* SOURCE EXTRACT *
*****
# My Winter Project



## TheFizzer (Feb 27, 2010)

This bike is a mix of a bunch of different parts.  I started out with a Columbia frame, then used a dial your ride springer, Monark fenders, schwinn tires & whatever other parts I thought were cool.  Had the bike sandblasted & then powder coated.


----------



## PCHiggin (Feb 27, 2010)

CooL.Nice job. Those fenders look great.

Pat


----------



## rustyspoke66 (Feb 27, 2010)

You got to love those super deluxe fenders and what a great combo with the Dial your ride fork!!!


----------



## csavw (Mar 13, 2010)

Hey ! this custom looks awesome,fenders make the project a stand out !! Thanks


----------



## FreksH (Mar 19, 2010)

Inspiring me to do more. The fenders do indeed look great too. Looking forward to posting up my pics too!


----------



## Santee (Jan 2, 2011)

Nice work! You should be proud of that ride!


----------



## twomorestrokes (Jan 3, 2011)

Just right...


----------



## StevieZ (Jan 6, 2011)

Thats a really nice bike, I like the combo of parts, thats awsome.


----------



## serg (Jan 14, 2011)

Springer from what bike? Excellent work.


----------



## mazdaflyer (Jan 18, 2011)

I like the stark white color!  What does the tank graphic say?


----------



## serg (Feb 16, 2011)

serg said:


> Springer from what bike? Excellent work.




I found such a fork huffman http://www.nostalgic.net/pictures/bicycle355/1568.htm


----------
*****
* THE INPUT *
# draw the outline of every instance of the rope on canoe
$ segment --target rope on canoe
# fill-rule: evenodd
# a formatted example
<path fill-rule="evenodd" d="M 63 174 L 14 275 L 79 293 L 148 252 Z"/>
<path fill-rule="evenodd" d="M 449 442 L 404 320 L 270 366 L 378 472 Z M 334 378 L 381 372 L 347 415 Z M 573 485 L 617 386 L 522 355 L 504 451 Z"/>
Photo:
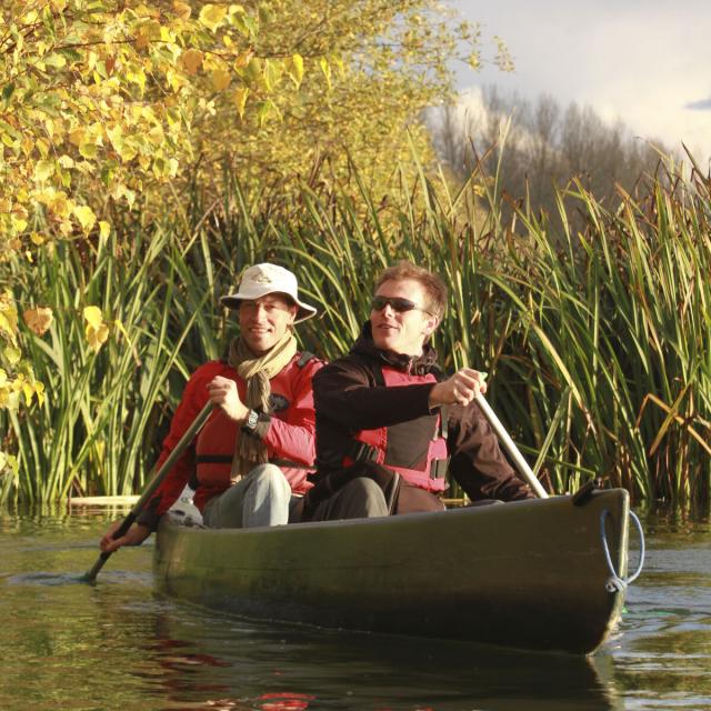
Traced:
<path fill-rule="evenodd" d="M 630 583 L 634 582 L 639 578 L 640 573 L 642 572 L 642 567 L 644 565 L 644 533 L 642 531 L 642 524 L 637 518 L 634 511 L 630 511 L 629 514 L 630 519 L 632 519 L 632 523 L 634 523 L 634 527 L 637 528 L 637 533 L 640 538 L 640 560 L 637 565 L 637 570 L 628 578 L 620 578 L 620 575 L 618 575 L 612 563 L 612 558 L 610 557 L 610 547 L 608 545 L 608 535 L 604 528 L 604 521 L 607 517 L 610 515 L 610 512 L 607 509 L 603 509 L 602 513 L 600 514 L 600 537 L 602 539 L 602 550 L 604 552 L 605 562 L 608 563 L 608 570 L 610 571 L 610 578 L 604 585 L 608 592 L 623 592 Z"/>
*****
* TO BE DONE *
**a.** In the winter project thread, why did the builder choose the bike's remaining parts beyond the Columbia frame, the springer, the Monark fenders and the Schwinn tires? Answer in one to three sentences.
**b.** Extract the listing verbatim, starting at its first line and stopping after the line that contains "63 174 L 14".

* ANSWER SET *
**a.** The builder picked the other parts because they seemed cool. The opening post describes them as "whatever other parts I thought were cool."

**b.**
# draw the outline of every instance of the rope on canoe
$ segment --target rope on canoe
# fill-rule: evenodd
# a formatted example
<path fill-rule="evenodd" d="M 63 174 L 14 275 L 79 293 L 148 252 Z"/>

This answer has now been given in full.